▶ [THE INPUT]
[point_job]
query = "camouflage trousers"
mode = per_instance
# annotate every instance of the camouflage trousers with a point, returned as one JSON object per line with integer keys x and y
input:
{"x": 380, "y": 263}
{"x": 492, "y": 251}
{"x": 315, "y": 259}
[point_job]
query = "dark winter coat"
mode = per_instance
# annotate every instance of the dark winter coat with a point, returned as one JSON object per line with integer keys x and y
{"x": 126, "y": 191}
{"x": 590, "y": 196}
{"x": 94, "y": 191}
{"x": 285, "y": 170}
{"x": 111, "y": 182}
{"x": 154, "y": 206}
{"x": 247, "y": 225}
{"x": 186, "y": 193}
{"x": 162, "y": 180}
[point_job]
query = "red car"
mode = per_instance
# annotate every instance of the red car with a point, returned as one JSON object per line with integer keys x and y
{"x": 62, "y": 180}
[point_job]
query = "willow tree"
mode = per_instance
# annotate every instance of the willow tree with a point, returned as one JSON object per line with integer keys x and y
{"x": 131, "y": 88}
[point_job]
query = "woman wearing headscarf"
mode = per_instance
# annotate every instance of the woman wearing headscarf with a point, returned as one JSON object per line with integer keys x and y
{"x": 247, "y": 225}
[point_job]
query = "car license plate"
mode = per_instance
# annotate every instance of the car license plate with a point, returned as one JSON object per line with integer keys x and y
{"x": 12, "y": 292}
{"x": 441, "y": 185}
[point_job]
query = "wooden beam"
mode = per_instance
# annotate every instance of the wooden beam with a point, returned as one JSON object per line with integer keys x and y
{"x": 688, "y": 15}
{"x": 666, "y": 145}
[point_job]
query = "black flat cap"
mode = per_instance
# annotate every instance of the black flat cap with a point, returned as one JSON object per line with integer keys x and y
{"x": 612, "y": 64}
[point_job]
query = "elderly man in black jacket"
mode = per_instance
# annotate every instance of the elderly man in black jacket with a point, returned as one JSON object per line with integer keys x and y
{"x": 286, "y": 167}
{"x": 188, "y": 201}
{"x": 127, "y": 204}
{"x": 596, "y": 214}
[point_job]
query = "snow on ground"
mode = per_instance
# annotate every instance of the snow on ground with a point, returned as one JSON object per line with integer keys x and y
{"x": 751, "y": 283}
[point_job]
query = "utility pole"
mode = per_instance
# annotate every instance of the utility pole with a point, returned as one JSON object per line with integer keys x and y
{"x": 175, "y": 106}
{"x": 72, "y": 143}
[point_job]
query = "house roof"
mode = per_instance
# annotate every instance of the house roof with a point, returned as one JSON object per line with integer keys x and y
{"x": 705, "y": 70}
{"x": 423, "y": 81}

▶ [TASK ITEM]
From the records above, copy each line in which the string "trousers" occurs.

▶ [RESPONSE FOR THIS EXERCISE]
query = "camouflage trousers"
# annotate every instance of the camouflage trousers with a point, returned as one JSON object per line with integer keys x and y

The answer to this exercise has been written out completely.